━━━ THE INPUT

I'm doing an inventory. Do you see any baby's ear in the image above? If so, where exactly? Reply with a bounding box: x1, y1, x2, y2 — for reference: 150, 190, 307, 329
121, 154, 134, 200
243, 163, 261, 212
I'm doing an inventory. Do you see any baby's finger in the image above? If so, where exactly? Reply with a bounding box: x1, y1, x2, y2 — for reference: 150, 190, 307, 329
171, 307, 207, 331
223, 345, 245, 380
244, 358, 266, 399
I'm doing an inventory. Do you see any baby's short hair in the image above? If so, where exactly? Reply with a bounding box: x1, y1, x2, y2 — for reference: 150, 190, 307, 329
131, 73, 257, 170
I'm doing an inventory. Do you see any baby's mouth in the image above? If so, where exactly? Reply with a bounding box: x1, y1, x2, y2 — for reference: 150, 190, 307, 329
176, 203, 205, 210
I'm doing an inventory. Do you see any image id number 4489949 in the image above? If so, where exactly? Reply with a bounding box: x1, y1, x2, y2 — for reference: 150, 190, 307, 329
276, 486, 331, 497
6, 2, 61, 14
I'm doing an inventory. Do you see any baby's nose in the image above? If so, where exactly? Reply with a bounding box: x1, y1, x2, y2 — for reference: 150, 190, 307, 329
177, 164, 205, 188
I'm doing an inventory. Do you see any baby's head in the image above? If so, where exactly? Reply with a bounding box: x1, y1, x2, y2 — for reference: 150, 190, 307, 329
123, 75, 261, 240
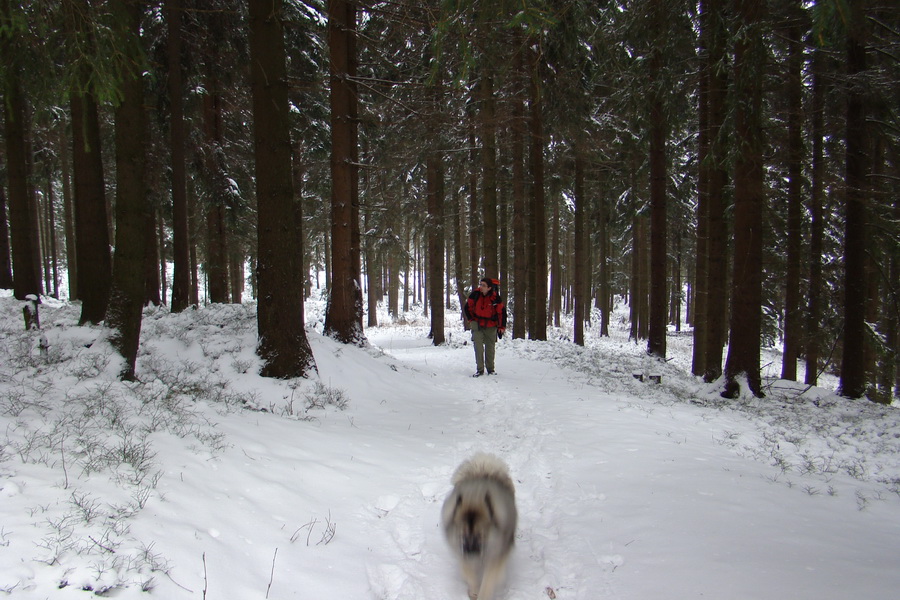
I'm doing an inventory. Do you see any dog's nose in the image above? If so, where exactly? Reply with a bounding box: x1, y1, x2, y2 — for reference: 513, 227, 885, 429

━━━━━━
━━━ THE INPUT

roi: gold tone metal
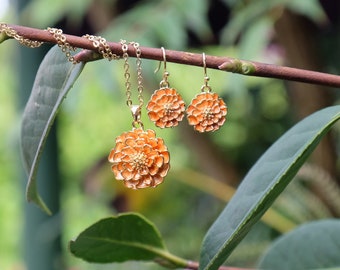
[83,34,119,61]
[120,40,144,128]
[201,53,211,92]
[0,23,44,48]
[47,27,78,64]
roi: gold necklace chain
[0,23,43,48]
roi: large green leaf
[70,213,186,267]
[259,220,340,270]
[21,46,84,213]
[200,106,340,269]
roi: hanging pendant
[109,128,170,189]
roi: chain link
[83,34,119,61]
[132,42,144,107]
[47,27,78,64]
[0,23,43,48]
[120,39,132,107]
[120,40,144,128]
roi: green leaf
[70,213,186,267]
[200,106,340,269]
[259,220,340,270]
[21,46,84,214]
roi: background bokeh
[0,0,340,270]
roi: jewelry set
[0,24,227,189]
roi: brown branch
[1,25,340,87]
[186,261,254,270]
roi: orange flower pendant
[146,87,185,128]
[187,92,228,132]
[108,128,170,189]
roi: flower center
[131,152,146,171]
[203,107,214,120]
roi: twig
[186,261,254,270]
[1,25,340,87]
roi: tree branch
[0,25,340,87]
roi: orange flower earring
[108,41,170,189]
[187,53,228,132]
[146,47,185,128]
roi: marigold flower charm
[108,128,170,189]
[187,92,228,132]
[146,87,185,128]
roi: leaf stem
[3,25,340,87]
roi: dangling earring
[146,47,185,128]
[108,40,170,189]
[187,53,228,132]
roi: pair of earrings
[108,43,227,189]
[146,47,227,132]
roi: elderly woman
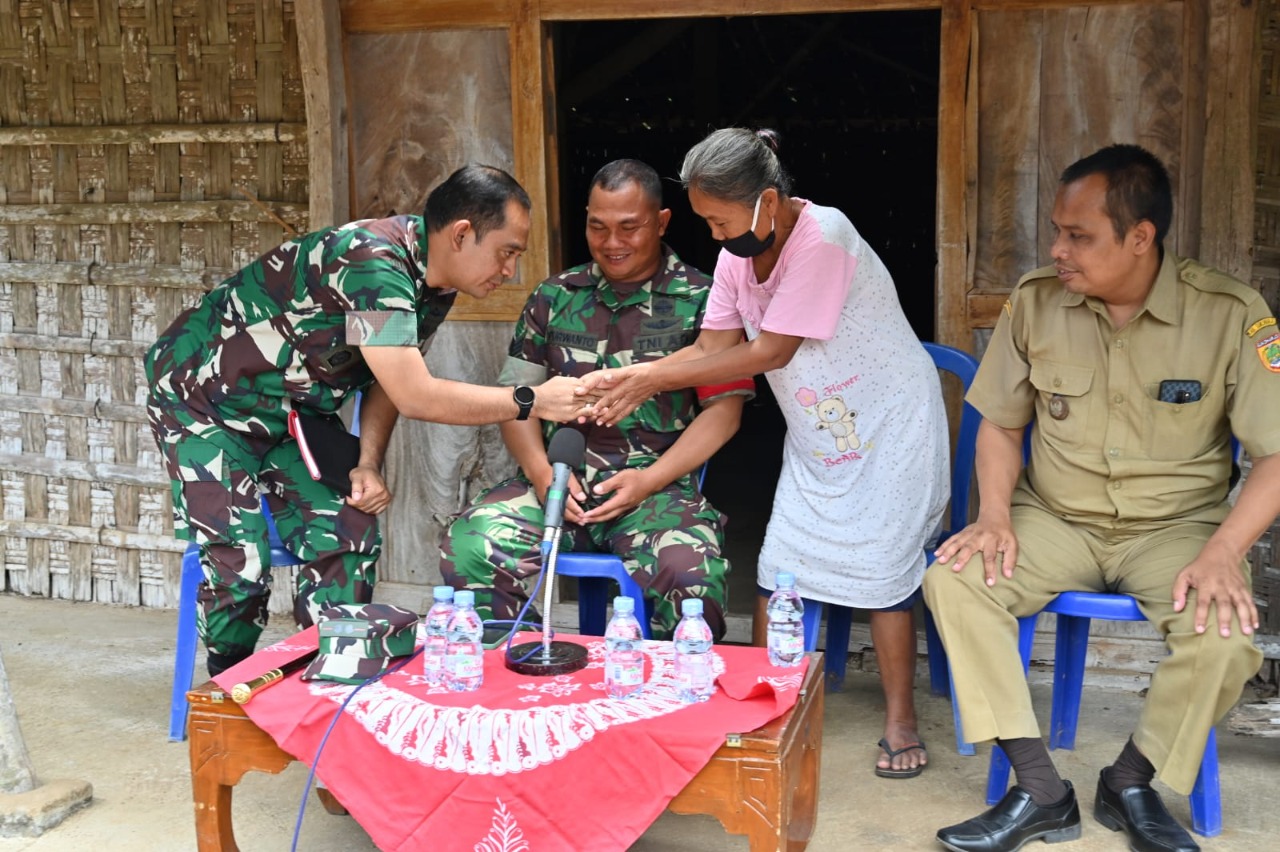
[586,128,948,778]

━━━━━━

Give everything in the data above, from the line containing "roi: large green leaf" down to the line containing "[586,128,948,778]", as a JSON list of strings with one string per line and blank lines dropped. Leave the pictures out.

[
  "roi: large green leaf",
  "[70,213,186,267]",
  "[259,220,340,270]",
  "[21,46,84,213]",
  "[200,106,340,269]",
  "roi: hanging pendant",
  "[109,128,170,189]",
  "roi: chain link",
  "[83,34,119,61]",
  "[132,42,144,107]",
  "[47,27,78,64]",
  "[0,23,43,48]",
  "[120,39,132,107]",
  "[120,40,144,128]",
  "roi: green leaf",
  "[70,213,186,267]",
  "[200,106,340,269]",
  "[259,220,340,270]",
  "[21,46,84,214]",
  "roi: background bokeh",
  "[0,0,340,270]",
  "roi: jewelry set",
  "[0,24,227,189]",
  "roi: brown branch",
  "[1,25,340,87]",
  "[186,261,254,270]",
  "roi: orange flower pendant",
  "[146,87,185,128]",
  "[187,92,228,132]",
  "[108,128,170,189]",
  "roi: flower center",
  "[131,152,146,171]",
  "[203,107,214,120]",
  "roi: twig",
  "[186,261,254,270]",
  "[1,25,340,87]",
  "roi: tree branch",
  "[0,25,340,87]",
  "roi: orange flower earring",
  "[108,41,170,189]",
  "[187,53,228,132]",
  "[146,47,185,128]",
  "roi: marigold flower charm",
  "[108,128,170,189]",
  "[187,92,228,132]",
  "[146,87,185,128]",
  "roi: leaf stem",
  "[3,25,340,87]",
  "roi: dangling earring",
  "[146,47,185,128]",
  "[108,40,170,189]",
  "[187,53,228,132]",
  "roi: pair of earrings",
  "[108,43,227,189]",
  "[146,47,227,132]",
  "roi: elderly woman",
  "[586,128,948,778]"
]